>> Start

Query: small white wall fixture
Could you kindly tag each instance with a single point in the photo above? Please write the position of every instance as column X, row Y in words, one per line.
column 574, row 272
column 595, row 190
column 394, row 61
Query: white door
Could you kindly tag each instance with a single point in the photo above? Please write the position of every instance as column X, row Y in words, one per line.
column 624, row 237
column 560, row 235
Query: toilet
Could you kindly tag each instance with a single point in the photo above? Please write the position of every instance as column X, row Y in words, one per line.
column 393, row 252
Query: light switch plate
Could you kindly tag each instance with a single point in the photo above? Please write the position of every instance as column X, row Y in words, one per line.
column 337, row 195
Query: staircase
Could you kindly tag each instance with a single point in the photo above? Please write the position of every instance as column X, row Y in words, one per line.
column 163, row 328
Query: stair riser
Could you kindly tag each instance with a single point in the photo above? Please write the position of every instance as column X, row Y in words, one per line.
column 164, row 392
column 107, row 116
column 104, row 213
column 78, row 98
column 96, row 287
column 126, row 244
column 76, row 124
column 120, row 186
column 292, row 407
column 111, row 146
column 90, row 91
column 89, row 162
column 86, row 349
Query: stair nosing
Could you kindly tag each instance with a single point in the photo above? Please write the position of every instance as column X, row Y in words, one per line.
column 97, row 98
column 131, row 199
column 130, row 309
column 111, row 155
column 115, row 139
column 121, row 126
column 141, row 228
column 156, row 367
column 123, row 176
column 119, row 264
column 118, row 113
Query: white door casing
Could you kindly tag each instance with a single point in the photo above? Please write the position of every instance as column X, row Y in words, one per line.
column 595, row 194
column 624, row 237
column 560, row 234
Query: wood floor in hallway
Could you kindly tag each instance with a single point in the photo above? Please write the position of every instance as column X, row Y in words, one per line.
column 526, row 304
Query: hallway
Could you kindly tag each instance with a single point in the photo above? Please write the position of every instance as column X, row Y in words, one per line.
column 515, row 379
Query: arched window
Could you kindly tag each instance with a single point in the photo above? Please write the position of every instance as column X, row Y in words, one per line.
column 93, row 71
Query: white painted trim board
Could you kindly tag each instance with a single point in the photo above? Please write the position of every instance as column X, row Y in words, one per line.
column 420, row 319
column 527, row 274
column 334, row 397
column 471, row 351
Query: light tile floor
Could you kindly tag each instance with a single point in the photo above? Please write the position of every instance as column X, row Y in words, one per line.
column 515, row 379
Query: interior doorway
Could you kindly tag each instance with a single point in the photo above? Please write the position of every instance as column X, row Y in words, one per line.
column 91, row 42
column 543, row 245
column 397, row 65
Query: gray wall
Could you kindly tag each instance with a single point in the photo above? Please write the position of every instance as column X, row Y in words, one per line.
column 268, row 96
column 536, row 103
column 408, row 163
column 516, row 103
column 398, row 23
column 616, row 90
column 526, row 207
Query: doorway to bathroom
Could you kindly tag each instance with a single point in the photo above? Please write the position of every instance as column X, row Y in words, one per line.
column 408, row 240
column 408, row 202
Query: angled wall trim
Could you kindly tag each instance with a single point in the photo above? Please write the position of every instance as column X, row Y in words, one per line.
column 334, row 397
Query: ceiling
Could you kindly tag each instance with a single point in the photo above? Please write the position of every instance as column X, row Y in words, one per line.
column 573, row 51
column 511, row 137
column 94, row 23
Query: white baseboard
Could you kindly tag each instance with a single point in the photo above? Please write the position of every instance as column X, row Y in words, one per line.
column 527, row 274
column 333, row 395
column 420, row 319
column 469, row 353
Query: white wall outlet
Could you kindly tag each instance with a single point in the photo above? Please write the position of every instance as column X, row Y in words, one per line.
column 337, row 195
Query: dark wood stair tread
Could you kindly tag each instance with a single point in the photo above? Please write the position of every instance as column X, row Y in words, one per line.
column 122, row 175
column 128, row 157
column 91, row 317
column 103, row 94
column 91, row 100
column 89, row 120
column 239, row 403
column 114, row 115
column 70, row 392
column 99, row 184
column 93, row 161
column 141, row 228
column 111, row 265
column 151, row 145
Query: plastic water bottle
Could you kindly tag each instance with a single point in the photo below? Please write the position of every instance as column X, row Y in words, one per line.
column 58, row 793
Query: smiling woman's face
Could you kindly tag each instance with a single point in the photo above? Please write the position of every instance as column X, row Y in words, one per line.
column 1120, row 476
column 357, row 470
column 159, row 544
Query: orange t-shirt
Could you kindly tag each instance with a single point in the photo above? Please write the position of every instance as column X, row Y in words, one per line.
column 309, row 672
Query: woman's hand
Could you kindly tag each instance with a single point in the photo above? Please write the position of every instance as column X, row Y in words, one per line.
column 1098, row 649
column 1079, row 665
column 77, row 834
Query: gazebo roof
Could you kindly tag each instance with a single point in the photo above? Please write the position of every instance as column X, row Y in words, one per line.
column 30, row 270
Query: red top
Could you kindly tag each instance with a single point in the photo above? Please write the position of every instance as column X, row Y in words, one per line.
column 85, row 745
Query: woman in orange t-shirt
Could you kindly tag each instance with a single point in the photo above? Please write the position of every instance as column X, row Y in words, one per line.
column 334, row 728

>> End

## What to work on
Repeat all of the material above, switching every "Query" for "Label" and keeping everything else the same.

## Exercise answer
Label: small white wall fixture
Could you kindly tag each instance with a single point in the photo above? Please write the position of every instance as column X, row Y in words, one per line.
column 574, row 272
column 595, row 190
column 394, row 61
Label: white door
Could you kindly tag each instance with a single point in the photo above? Please write the position of every instance as column X, row Y in words, one per line.
column 624, row 237
column 560, row 235
Label: toilet
Could you kindly tag each instance with a single point in the photo above? Please write the position of every instance as column X, row Y in words, one per line.
column 393, row 252
Label: light switch plate
Could you kindly tag each instance with a single point in the photo above? Please write the position of every instance as column X, row Y in words, one per line.
column 337, row 195
Label: staircase
Could you kindly tag each instance with a single point in the photo above? Please write the position of every instance as column X, row Y in words, one per line.
column 163, row 328
Label: stair riser
Could you kindly tag each instance with a single point in the photo above? Please write the position of every instance as column X, row Y in words, one per line.
column 164, row 392
column 107, row 116
column 104, row 213
column 78, row 98
column 96, row 287
column 126, row 244
column 76, row 124
column 120, row 186
column 292, row 407
column 111, row 146
column 90, row 91
column 89, row 162
column 86, row 349
Label: stair nosing
Could you kindly tag each instance with a single point in the photo above? Please write the position of every instance as column X, row Y in words, one per line.
column 97, row 98
column 131, row 199
column 130, row 309
column 111, row 155
column 115, row 139
column 121, row 126
column 141, row 228
column 156, row 367
column 123, row 176
column 119, row 264
column 118, row 113
Label: white door casing
Could you kindly tag each instance with a single point in the photo above? Please write the position of every instance as column X, row Y in words, one per line.
column 595, row 194
column 624, row 237
column 560, row 234
Label: wood floor in hallway
Could you kindly tag each instance with a single point in the photo above? Please write the position of every instance as column X, row Y in words, one per line.
column 526, row 304
Label: hallway
Could you kindly tag each instance with a single point in the photo above? Please write the position of every instance as column X, row Y in words, one per line.
column 515, row 379
Label: arched window
Could you kindly tag each instance with a single point in the photo above? Please write the position of every instance as column X, row Y in words, one per line.
column 93, row 71
Label: white painted trim board
Could you kindly tag each instance with a single point in the photo above? Please write the position of every instance as column X, row Y in words, one per line.
column 420, row 319
column 527, row 274
column 334, row 397
column 471, row 351
Label: light tile floor
Could you kindly tag each instance with a single point in the photo above? Please write the position of every instance as column X, row Y in words, one per line.
column 515, row 379
Label: interior doorway
Could you kindly tag each instance with a single point in the photo above? Please write the position of every instance as column X, row Y in words, one per line.
column 91, row 42
column 543, row 245
column 397, row 65
Label: gray wall
Could you kindly tag each instance with a single point in the photo above? Please write the position of every instance as column X, row Y in words, one per line.
column 268, row 96
column 536, row 103
column 408, row 163
column 516, row 103
column 398, row 23
column 616, row 90
column 526, row 207
Label: doorway to bathroom
Could you kindly tag each instance with a single point in the photo above? Please write the position of every instance as column X, row Y in words, one per line.
column 408, row 240
column 408, row 202
Label: angled wall trim
Could you kindly tag each instance with a single point in the photo above? Please write the position of every instance as column X, row Y in words, one per line.
column 334, row 397
Label: ceiling
Could you kindly tag each instance with a single point in the photo above? Please write the position of every instance as column X, row Y in words, one per line.
column 573, row 51
column 511, row 137
column 94, row 23
Label: white baseboard
Could you kindly tag each instance with a single point in the photo above? Please write the position of every instance as column X, row Y in words, one per line.
column 527, row 274
column 333, row 395
column 420, row 319
column 469, row 353
Label: white wall outlet
Could you kindly tag each instance with a single point in the photo above? Please write the position of every instance as column X, row Y in words, one per line.
column 337, row 195
Label: dark wood stair tread
Could you kindly tag each instance with a single point in the photo above? Please write the position of every instance as column X, row Y in words, one per line.
column 122, row 175
column 128, row 157
column 91, row 317
column 103, row 94
column 91, row 100
column 89, row 120
column 239, row 403
column 114, row 115
column 70, row 392
column 99, row 184
column 93, row 161
column 141, row 228
column 111, row 265
column 151, row 145
Label: plastic water bottle
Could you kindly tag each instance with a single point in the photo below? Please write the position of every instance as column X, row Y in words, one per line.
column 58, row 793
Label: smiling woman's face
Could you kindly tag each instance with a single point in the photo above? Please write the position of every instance as column X, row Y in words, one per line.
column 1120, row 476
column 357, row 470
column 159, row 544
Label: orange t-shirt
Could you kindly tag each instance with a single point in the photo above? Please write the position of every instance as column X, row Y in words, one per line.
column 309, row 672
Label: woman's hand
Could you kindly tag each instance with a single point in the photo above? Please write the position of every instance as column X, row Y in words, one per line.
column 1098, row 649
column 1079, row 665
column 77, row 834
Label: gazebo roof
Could you kindly tag each instance with a single point in the photo above? Please write the position of every instance as column X, row Y in words, one per line.
column 30, row 270
Label: red top
Could you kindly tag each instance with a single point in the photo above? Please write the position of every instance as column X, row Y in words, one per line.
column 85, row 745
Label: woman in orange t-shirt
Could you kindly tag each instance with a single point in the photo above? Please write the position of every instance as column X, row Y in words, one per line.
column 334, row 728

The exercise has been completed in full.